>> begin

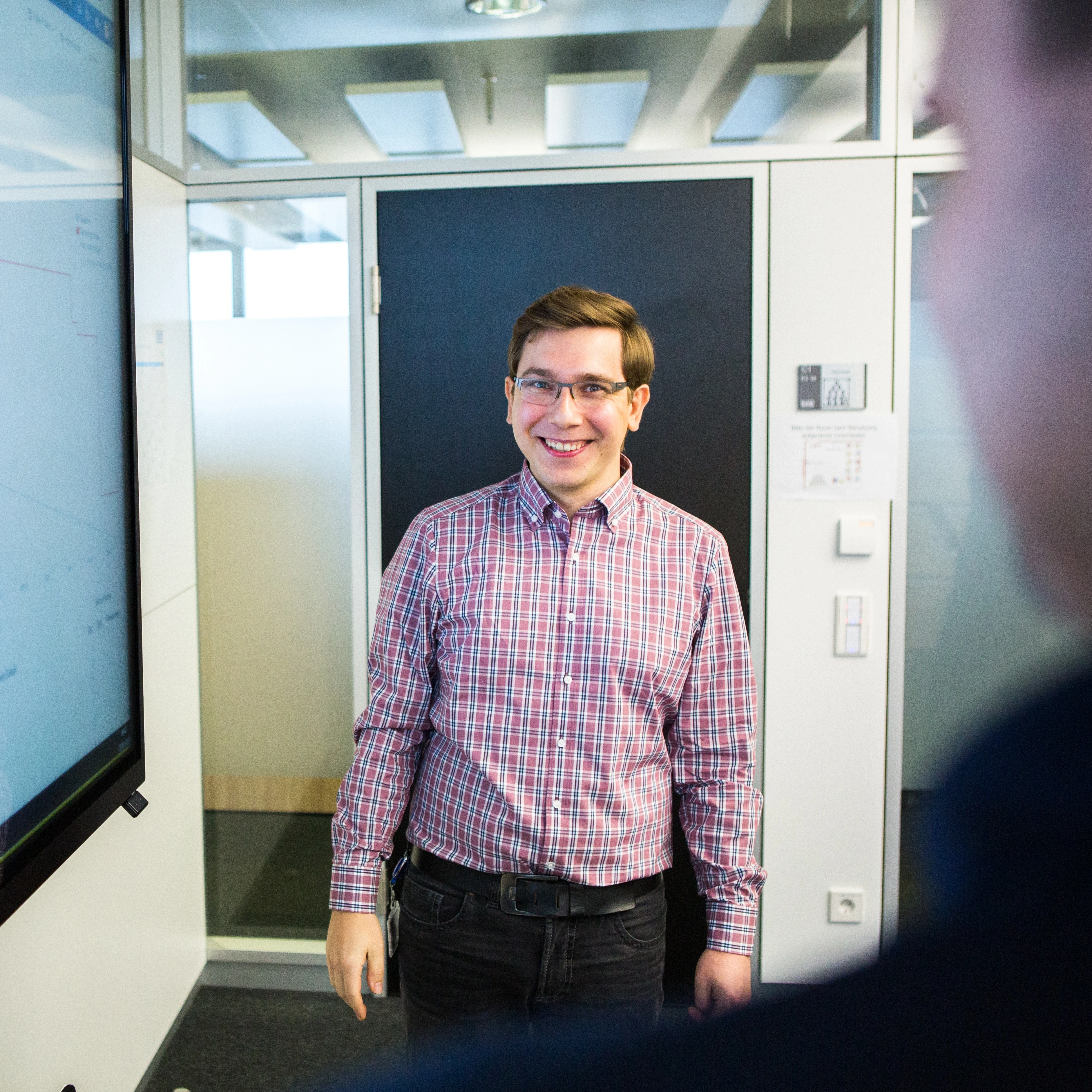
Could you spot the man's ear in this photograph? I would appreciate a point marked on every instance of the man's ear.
(638, 401)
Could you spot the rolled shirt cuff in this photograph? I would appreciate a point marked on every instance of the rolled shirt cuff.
(354, 888)
(731, 926)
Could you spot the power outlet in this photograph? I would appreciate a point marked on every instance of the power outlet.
(845, 906)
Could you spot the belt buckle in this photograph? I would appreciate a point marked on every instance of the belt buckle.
(530, 896)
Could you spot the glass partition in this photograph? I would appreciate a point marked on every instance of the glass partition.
(271, 406)
(977, 638)
(294, 82)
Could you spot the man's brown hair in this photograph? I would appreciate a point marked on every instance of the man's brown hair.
(573, 306)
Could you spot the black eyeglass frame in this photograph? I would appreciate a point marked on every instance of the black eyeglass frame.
(614, 388)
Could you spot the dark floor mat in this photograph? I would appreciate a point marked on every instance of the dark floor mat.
(268, 874)
(278, 1041)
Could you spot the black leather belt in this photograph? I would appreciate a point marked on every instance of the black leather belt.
(537, 896)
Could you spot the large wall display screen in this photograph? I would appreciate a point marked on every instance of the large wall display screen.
(70, 736)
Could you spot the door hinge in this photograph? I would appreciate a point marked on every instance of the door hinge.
(377, 290)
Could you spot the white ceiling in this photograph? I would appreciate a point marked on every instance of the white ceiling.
(223, 27)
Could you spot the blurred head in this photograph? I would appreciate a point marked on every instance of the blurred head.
(1013, 267)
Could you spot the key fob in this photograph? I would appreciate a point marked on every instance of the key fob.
(392, 928)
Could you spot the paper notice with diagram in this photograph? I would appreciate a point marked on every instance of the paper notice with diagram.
(814, 458)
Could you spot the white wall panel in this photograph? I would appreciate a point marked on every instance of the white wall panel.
(97, 963)
(165, 413)
(832, 302)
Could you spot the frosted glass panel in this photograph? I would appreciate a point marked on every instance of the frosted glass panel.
(271, 404)
(977, 637)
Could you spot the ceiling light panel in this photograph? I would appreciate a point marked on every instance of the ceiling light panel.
(408, 118)
(234, 126)
(593, 110)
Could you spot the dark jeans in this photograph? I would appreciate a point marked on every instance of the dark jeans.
(468, 969)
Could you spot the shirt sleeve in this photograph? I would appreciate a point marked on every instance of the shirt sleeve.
(391, 733)
(712, 749)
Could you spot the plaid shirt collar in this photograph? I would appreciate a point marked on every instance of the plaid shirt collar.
(614, 503)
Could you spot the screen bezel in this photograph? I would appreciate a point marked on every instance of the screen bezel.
(50, 847)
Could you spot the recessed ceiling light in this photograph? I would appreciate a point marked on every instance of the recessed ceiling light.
(505, 9)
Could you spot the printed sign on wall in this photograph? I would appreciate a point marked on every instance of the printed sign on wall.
(832, 387)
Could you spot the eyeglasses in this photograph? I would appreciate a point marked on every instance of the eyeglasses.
(544, 393)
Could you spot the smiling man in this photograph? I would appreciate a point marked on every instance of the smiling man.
(552, 657)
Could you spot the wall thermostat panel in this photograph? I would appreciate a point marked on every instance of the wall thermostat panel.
(853, 622)
(835, 387)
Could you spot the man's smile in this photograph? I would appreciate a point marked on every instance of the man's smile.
(564, 447)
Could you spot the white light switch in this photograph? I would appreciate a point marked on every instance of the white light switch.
(856, 538)
(845, 906)
(852, 624)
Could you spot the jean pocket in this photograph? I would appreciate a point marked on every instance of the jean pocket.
(646, 925)
(428, 902)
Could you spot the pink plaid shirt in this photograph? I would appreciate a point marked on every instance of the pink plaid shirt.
(546, 682)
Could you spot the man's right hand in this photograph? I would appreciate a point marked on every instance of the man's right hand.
(353, 943)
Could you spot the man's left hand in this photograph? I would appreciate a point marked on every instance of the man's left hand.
(721, 983)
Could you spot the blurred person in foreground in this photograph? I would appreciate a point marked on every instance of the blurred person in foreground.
(997, 994)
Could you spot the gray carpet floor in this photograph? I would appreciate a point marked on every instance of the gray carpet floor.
(278, 1041)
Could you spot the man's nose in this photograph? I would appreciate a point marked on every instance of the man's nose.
(565, 410)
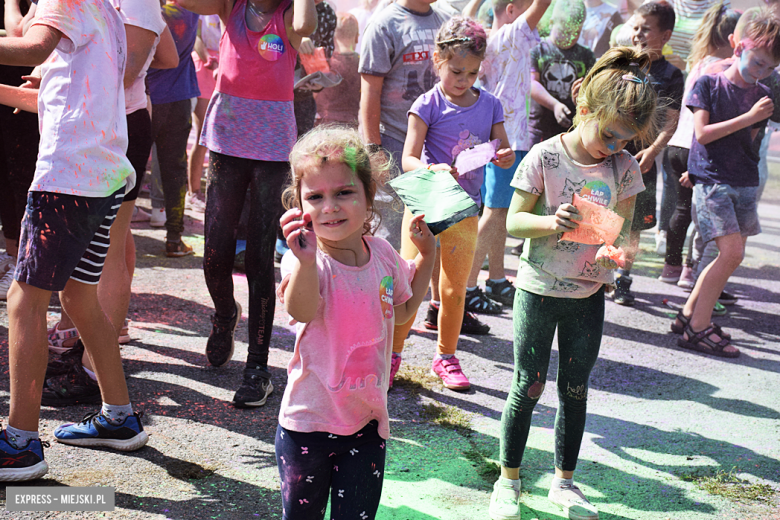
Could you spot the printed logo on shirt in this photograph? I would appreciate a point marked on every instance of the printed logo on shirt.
(597, 192)
(386, 296)
(270, 47)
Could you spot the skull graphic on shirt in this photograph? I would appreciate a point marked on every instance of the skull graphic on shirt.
(558, 77)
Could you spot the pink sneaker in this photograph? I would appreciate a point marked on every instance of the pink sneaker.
(395, 364)
(448, 370)
(62, 340)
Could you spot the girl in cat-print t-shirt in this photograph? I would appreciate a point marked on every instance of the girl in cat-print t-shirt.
(560, 284)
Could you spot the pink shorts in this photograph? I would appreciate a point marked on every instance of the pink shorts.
(206, 81)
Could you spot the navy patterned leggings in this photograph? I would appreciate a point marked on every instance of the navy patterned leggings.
(580, 322)
(351, 468)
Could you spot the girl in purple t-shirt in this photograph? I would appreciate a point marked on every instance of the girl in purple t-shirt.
(450, 118)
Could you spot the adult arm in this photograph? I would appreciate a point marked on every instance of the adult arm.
(370, 107)
(706, 133)
(166, 56)
(32, 49)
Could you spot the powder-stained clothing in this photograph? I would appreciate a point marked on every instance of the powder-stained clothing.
(558, 69)
(338, 375)
(732, 159)
(398, 45)
(81, 101)
(506, 73)
(453, 129)
(549, 267)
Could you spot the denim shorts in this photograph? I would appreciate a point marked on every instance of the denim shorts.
(496, 191)
(723, 210)
(64, 237)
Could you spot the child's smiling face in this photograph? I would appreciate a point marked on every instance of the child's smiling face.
(335, 199)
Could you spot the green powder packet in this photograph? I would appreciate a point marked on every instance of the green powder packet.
(437, 195)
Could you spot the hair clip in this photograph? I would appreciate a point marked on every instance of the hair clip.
(464, 39)
(631, 77)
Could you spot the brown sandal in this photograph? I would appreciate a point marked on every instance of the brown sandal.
(679, 329)
(702, 342)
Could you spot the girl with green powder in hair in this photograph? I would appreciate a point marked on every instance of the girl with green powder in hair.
(560, 284)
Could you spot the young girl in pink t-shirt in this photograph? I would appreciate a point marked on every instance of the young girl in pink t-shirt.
(346, 290)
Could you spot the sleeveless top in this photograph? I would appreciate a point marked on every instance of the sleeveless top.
(251, 112)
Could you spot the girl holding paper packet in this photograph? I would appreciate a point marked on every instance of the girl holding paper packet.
(560, 283)
(449, 119)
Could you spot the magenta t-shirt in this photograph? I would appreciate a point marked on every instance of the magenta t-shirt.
(337, 379)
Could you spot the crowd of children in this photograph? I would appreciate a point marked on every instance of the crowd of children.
(408, 85)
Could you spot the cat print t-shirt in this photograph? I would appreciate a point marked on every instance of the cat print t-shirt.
(549, 266)
(337, 379)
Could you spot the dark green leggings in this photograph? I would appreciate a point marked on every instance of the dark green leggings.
(580, 323)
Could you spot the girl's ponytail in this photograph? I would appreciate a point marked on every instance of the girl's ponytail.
(617, 89)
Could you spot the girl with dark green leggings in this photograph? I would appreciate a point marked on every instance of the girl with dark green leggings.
(573, 179)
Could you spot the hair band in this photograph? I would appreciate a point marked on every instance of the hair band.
(464, 39)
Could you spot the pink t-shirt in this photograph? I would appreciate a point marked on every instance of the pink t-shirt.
(337, 379)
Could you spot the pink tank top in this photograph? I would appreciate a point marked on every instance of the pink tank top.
(256, 65)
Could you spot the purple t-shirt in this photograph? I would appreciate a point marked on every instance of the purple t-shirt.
(731, 159)
(452, 129)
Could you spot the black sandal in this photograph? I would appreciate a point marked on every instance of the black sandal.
(679, 329)
(701, 342)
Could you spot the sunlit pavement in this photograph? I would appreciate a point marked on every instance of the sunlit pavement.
(660, 418)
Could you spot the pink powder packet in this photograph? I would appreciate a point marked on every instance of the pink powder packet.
(472, 159)
(599, 225)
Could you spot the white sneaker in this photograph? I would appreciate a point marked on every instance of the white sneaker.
(573, 503)
(504, 502)
(6, 261)
(139, 215)
(158, 217)
(660, 243)
(6, 281)
(196, 202)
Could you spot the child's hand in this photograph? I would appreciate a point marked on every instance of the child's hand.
(762, 109)
(505, 158)
(611, 257)
(565, 218)
(300, 236)
(562, 114)
(421, 236)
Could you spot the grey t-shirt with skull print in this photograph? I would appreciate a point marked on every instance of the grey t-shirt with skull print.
(560, 268)
(558, 69)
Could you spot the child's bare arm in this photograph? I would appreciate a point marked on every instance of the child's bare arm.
(425, 243)
(646, 157)
(32, 49)
(370, 107)
(706, 133)
(522, 223)
(534, 13)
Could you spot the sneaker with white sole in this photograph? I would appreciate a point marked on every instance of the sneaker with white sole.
(158, 217)
(18, 464)
(504, 502)
(95, 430)
(5, 282)
(573, 502)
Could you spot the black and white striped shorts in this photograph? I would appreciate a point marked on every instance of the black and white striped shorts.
(65, 237)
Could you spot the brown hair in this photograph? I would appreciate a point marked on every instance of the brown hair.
(341, 144)
(617, 90)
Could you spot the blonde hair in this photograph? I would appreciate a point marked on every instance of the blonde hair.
(617, 90)
(341, 144)
(713, 33)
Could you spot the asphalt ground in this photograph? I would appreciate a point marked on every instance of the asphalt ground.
(671, 434)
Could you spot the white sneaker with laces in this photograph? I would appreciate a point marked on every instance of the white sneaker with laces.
(158, 217)
(504, 501)
(6, 281)
(573, 503)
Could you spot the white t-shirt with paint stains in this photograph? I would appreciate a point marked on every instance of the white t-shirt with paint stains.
(549, 267)
(81, 102)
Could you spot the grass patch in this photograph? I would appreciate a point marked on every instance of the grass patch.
(730, 486)
(447, 417)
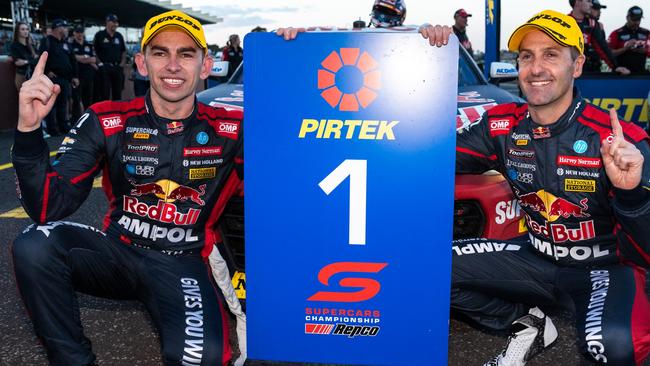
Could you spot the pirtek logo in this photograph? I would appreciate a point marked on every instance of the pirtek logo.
(174, 17)
(354, 96)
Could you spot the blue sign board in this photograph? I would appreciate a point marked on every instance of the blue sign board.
(350, 141)
(492, 34)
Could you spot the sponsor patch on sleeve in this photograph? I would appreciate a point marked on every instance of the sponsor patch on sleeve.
(580, 185)
(203, 173)
(202, 151)
(229, 129)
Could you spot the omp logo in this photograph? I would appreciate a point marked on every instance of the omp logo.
(111, 122)
(349, 81)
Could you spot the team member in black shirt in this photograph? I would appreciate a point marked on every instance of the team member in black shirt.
(61, 68)
(85, 56)
(631, 43)
(22, 53)
(111, 55)
(460, 29)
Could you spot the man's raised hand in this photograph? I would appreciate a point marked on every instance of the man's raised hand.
(623, 161)
(36, 98)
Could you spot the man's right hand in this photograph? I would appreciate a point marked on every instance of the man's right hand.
(437, 35)
(36, 98)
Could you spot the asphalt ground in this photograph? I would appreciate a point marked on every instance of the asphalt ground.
(122, 333)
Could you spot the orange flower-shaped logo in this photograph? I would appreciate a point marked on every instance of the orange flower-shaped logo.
(349, 80)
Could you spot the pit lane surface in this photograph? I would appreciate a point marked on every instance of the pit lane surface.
(121, 332)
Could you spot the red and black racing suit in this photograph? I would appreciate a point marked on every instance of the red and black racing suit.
(167, 182)
(587, 241)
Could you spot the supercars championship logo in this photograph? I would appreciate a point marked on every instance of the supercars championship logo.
(349, 81)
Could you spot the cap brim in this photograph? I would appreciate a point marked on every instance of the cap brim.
(196, 40)
(519, 34)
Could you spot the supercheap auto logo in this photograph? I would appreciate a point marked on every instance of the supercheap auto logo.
(349, 79)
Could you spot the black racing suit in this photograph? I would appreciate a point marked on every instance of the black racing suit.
(167, 182)
(587, 241)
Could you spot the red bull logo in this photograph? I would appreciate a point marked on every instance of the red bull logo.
(174, 127)
(541, 133)
(165, 211)
(552, 207)
(339, 73)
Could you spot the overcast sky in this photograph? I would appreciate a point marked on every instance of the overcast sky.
(240, 16)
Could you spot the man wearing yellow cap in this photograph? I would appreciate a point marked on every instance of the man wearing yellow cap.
(582, 179)
(169, 165)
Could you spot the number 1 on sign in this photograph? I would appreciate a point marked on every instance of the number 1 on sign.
(357, 170)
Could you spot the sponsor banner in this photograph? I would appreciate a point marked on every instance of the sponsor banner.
(580, 185)
(203, 173)
(627, 95)
(579, 161)
(202, 151)
(338, 149)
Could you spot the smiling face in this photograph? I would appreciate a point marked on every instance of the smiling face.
(23, 31)
(546, 71)
(175, 65)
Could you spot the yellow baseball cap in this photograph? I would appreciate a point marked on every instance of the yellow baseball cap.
(177, 19)
(562, 28)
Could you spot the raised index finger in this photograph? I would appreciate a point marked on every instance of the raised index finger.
(40, 66)
(617, 130)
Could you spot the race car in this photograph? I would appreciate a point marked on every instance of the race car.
(484, 205)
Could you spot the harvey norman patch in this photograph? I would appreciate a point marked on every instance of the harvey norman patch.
(203, 173)
(580, 185)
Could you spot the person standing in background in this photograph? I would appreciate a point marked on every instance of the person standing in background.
(22, 51)
(596, 7)
(631, 43)
(140, 82)
(460, 29)
(233, 53)
(85, 56)
(110, 51)
(596, 48)
(61, 68)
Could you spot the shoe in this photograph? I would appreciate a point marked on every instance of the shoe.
(530, 334)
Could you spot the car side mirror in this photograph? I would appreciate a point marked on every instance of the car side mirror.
(220, 69)
(502, 71)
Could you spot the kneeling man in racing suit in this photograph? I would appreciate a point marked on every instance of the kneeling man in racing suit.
(169, 165)
(583, 181)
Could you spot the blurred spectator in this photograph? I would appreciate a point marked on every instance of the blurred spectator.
(110, 51)
(140, 82)
(233, 53)
(596, 7)
(631, 43)
(460, 28)
(23, 54)
(87, 66)
(61, 68)
(596, 48)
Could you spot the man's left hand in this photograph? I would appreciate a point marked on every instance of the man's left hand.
(623, 161)
(438, 35)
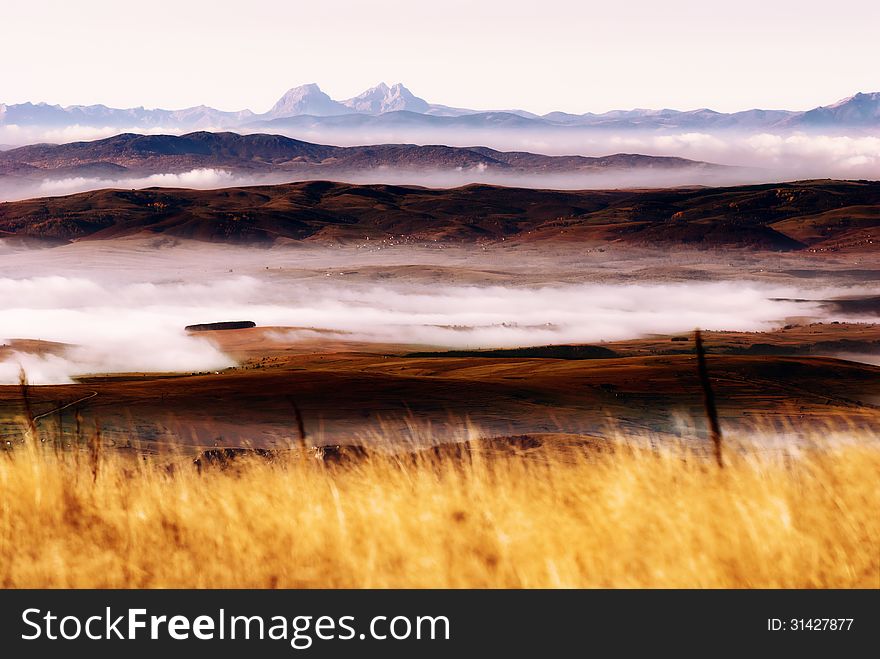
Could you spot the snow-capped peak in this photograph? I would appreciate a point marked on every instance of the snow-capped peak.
(382, 98)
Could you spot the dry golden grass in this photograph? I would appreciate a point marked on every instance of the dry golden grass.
(634, 517)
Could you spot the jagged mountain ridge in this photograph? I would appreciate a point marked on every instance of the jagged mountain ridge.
(309, 105)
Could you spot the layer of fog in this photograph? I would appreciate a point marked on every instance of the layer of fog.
(753, 158)
(213, 178)
(129, 316)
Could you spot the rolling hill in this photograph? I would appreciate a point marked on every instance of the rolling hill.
(820, 216)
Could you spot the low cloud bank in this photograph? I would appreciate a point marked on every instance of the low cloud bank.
(139, 327)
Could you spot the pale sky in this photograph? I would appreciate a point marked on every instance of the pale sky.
(545, 55)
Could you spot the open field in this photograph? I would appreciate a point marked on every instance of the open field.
(566, 514)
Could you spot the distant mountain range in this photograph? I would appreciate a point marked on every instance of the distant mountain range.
(308, 108)
(128, 155)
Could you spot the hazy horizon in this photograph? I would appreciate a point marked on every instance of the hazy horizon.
(593, 61)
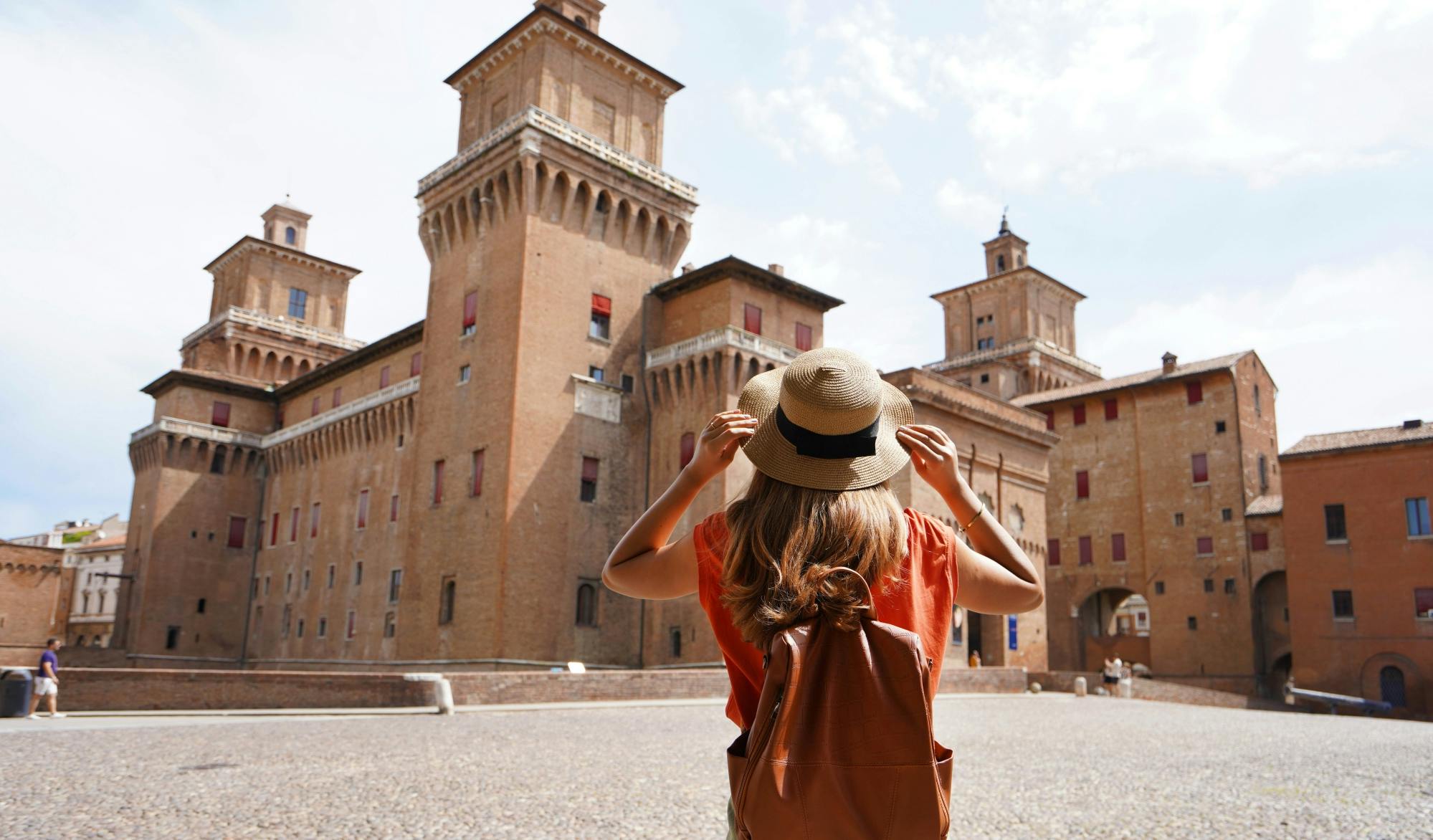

>> end

▶ [Task statement]:
Copy out the entries word for word, starting at the line that contains "Could you spot the kneeling" and continuing to the end of the entries. Leave the pictures out.

▶ [Completed task]:
Could you spot the kneeling man in racing suit in this photograph? I would appreciate a point marked on every instance of the kneeling man in racing suit.
(169, 165)
(583, 181)
Could you spot the blurred spectator in this photograph? I would appreciate a point marked on every instance of the blurred spectator.
(110, 51)
(140, 82)
(233, 53)
(596, 7)
(631, 43)
(460, 28)
(23, 54)
(87, 66)
(61, 68)
(596, 48)
Could you spot the man's left hand in this photograph? I would appreciate a point marked on every instance of the man's left hand.
(623, 161)
(438, 35)
Could you spot the snow-capped peak in this photograph? I would appreciate a point marked on every instance of the snow-capped peak.
(382, 98)
Could you spot the dry golden grass in this photograph? I would appreciate a point marked on every instance of the dry golden grass.
(634, 517)
Could you spot the jagged mountain ridge in this photograph? I would appreciate a point marked on every instance of the jagged mountain ridge.
(309, 105)
Could you spot the layer of fog in this photograph? I would appreciate a point marked on every instance of the layer of fog.
(753, 158)
(213, 178)
(129, 316)
Could you spot the rolling hill in this photograph? I would appreciate a point marked on every instance of the rolling hill.
(820, 216)
Could you spot the low cloud bank in this photograph? I would appreciate a point marked on every instance of the low cloud bank.
(139, 327)
Could you spot the pale sky in this photograph? I would appreciate a point marked on every instance of the pale sky.
(545, 55)
Could you spot the open field in this photograph? I would appreciate a point marked on every instance of the open field.
(566, 514)
Could you spot the distant mountain range in this photograph? I would appreciate a point marked on every instance of the distant mountain range.
(308, 108)
(128, 155)
Could you spot the hazy horizon in this photograph? I would appreciate a point marked on every instance of the hazy horizon.
(593, 61)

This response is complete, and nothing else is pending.